Directions for this task: Print nothing except the lines of the listing below from the line with "point(41, 53)" to the line with "point(143, 119)", each exactly as written, both ends included.

Information given:
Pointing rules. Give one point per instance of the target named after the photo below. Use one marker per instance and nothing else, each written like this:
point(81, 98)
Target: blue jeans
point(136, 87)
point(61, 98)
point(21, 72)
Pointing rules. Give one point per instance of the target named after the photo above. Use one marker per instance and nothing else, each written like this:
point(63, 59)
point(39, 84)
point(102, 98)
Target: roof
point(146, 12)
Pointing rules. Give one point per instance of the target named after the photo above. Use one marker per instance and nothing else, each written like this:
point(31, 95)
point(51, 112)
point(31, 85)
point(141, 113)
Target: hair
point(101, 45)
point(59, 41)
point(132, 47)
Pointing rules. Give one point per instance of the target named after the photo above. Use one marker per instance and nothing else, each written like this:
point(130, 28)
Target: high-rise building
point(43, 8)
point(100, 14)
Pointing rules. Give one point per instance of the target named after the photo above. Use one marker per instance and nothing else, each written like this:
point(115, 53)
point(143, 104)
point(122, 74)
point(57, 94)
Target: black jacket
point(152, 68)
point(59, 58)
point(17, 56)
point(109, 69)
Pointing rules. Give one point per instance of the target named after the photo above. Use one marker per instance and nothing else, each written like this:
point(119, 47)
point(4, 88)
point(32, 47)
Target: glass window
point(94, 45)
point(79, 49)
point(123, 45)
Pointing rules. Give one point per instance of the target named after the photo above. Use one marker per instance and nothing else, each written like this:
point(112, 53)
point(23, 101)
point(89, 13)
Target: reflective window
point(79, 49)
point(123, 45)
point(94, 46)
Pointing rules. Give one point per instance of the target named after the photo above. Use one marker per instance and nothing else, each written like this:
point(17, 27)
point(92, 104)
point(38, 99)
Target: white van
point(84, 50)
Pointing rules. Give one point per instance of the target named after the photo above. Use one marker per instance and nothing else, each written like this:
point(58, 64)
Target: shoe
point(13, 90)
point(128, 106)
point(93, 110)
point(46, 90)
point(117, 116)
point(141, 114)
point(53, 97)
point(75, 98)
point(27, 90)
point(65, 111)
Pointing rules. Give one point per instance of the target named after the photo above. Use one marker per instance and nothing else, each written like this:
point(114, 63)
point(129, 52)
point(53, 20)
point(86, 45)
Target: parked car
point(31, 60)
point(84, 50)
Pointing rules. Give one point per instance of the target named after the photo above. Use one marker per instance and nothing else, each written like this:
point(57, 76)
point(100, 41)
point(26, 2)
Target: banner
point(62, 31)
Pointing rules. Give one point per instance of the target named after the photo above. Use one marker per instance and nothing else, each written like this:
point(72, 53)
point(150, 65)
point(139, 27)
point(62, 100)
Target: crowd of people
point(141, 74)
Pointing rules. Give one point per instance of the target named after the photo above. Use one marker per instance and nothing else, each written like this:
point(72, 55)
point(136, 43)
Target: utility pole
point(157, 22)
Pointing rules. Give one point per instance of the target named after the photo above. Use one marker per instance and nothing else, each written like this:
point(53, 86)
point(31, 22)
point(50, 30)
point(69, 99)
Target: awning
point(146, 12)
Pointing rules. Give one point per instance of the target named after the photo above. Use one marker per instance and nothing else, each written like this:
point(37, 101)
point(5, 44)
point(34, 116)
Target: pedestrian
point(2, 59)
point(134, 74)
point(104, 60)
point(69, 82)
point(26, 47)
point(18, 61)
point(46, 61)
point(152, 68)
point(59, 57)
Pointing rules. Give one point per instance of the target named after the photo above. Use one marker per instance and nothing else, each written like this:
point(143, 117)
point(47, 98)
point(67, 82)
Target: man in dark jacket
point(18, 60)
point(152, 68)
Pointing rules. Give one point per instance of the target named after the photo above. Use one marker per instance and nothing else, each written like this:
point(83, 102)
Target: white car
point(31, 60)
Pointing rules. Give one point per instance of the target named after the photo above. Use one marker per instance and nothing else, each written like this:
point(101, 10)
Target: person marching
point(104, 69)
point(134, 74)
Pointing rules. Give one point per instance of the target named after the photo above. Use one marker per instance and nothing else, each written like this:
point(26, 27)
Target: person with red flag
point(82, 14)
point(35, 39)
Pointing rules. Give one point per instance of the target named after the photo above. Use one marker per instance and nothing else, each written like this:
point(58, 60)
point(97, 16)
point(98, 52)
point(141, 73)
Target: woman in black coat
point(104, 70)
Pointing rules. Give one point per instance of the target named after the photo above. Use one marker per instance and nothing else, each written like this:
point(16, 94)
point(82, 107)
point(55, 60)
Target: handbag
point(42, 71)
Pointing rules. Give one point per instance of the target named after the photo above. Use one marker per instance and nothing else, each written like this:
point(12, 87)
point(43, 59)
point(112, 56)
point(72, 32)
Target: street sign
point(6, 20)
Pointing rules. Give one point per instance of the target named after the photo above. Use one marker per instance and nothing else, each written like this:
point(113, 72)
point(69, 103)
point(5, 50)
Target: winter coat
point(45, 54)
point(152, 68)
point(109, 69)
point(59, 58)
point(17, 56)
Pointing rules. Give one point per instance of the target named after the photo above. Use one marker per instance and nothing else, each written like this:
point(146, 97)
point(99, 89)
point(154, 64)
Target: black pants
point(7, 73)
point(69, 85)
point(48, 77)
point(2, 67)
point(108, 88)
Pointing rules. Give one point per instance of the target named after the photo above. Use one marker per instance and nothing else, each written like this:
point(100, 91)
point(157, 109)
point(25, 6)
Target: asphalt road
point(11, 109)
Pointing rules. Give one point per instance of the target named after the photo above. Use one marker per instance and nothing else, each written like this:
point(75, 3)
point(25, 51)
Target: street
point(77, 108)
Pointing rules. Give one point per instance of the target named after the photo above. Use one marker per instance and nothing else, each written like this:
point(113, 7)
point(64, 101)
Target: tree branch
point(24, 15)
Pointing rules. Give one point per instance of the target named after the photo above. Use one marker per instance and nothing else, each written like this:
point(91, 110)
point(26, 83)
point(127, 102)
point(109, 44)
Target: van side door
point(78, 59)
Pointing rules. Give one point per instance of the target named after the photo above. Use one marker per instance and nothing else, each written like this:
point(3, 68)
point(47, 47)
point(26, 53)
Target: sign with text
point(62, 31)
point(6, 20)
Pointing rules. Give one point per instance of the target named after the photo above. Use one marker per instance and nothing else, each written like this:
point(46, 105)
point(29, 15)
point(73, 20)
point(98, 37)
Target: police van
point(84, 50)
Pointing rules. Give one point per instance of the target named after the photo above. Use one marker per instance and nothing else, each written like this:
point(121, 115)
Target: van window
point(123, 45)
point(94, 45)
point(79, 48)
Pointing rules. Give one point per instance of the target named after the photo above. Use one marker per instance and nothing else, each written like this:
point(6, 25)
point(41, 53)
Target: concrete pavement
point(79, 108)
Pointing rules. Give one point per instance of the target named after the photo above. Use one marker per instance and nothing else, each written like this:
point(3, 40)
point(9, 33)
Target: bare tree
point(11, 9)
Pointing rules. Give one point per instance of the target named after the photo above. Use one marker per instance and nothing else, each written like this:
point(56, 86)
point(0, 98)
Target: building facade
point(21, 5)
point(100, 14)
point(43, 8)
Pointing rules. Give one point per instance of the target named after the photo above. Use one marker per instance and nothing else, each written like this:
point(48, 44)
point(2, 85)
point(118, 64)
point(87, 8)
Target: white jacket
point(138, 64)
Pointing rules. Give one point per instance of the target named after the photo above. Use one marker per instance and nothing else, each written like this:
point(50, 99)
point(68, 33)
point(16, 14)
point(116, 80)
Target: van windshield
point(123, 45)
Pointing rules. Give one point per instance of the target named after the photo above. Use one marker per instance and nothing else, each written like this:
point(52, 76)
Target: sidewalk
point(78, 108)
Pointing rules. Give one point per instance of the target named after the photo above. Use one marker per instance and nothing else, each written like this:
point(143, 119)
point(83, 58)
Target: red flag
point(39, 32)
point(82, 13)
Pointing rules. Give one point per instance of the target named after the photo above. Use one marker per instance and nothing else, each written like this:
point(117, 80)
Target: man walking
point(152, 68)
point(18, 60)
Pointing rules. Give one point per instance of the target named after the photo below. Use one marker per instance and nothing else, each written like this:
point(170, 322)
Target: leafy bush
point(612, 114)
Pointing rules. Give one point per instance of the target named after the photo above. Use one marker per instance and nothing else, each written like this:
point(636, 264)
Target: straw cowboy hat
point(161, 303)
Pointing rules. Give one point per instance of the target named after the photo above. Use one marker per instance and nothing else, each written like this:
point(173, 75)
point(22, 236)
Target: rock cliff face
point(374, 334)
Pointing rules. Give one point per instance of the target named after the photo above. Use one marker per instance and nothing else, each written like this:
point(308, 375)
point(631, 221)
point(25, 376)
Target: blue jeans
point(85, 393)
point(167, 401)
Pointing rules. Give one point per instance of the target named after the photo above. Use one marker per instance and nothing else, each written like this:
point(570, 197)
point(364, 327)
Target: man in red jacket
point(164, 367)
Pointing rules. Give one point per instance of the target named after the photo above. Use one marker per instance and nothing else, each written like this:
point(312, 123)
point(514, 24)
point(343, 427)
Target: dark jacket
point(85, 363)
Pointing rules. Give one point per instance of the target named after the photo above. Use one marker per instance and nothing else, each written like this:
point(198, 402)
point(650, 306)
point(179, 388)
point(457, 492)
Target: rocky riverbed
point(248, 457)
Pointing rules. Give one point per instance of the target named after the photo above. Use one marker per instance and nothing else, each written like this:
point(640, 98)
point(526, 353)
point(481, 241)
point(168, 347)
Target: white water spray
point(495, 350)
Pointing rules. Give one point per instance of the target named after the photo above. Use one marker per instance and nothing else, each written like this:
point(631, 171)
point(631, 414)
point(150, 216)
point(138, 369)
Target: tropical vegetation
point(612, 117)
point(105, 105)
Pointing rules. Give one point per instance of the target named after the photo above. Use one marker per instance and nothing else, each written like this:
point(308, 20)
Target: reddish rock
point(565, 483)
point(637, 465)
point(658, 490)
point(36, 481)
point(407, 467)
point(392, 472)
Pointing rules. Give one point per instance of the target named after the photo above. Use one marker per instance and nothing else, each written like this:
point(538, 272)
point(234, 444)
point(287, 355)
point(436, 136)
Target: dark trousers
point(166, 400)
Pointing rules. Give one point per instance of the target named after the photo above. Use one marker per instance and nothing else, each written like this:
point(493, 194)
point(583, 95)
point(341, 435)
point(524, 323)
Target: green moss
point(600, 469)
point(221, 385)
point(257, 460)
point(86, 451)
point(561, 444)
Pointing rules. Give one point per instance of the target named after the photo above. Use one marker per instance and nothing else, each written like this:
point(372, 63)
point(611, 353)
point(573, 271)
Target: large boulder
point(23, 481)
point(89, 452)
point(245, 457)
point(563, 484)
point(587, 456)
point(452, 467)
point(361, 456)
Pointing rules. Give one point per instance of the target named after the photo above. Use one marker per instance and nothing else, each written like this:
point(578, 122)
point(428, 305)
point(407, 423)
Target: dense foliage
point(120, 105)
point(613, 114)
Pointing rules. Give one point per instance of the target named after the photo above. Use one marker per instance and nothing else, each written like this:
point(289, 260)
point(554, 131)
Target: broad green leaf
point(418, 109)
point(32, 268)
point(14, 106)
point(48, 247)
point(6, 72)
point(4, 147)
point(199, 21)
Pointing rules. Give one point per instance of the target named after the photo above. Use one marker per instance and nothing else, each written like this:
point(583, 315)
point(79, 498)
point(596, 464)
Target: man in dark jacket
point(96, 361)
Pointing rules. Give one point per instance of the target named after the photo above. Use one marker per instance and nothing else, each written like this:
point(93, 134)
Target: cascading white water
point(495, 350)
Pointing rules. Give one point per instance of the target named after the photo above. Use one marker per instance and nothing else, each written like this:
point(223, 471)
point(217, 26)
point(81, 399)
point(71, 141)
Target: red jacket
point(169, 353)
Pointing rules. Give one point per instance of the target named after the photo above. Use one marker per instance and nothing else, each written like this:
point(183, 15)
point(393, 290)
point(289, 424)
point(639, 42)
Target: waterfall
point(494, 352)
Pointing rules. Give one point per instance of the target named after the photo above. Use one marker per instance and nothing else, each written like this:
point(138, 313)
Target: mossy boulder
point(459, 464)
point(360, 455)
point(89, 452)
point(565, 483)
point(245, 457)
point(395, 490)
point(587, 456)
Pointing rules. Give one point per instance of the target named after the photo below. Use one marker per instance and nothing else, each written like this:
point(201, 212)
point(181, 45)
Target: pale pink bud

Your response:
point(41, 53)
Target: concrete pavement
point(79, 108)
Pointing rules. Give one point per instance of the target named after the photo above. Use one marker per instance and nothing else, each written like this:
point(3, 40)
point(9, 33)
Target: bare tree
point(11, 9)
Pointing rules. Give one point per instance of the target named after the photo above. Use one marker per instance and nothing else, each written like this:
point(56, 86)
point(0, 98)
Target: building facade
point(21, 5)
point(100, 14)
point(43, 8)
Pointing rules. Give one point per instance of the target named after the photo above. Use one marker per instance and nothing else, each written like this:
point(48, 44)
point(2, 85)
point(118, 64)
point(87, 8)
Target: white jacket
point(138, 64)
Pointing rules. Give one point per instance of the target named after the photo above. Use one marker per instance and nothing else, each written like this:
point(50, 99)
point(68, 33)
point(16, 14)
point(116, 80)
Target: van windshield
point(123, 45)
Pointing rules. Give one point per instance of the target named after the photo above. Use one marker per instance and nothing else, each written like this:
point(52, 76)
Target: sidewalk
point(78, 108)
Pointing rules. Give one point per instance of the target named after the photo above. Use one marker per instance and nothing else, each written like this:
point(143, 119)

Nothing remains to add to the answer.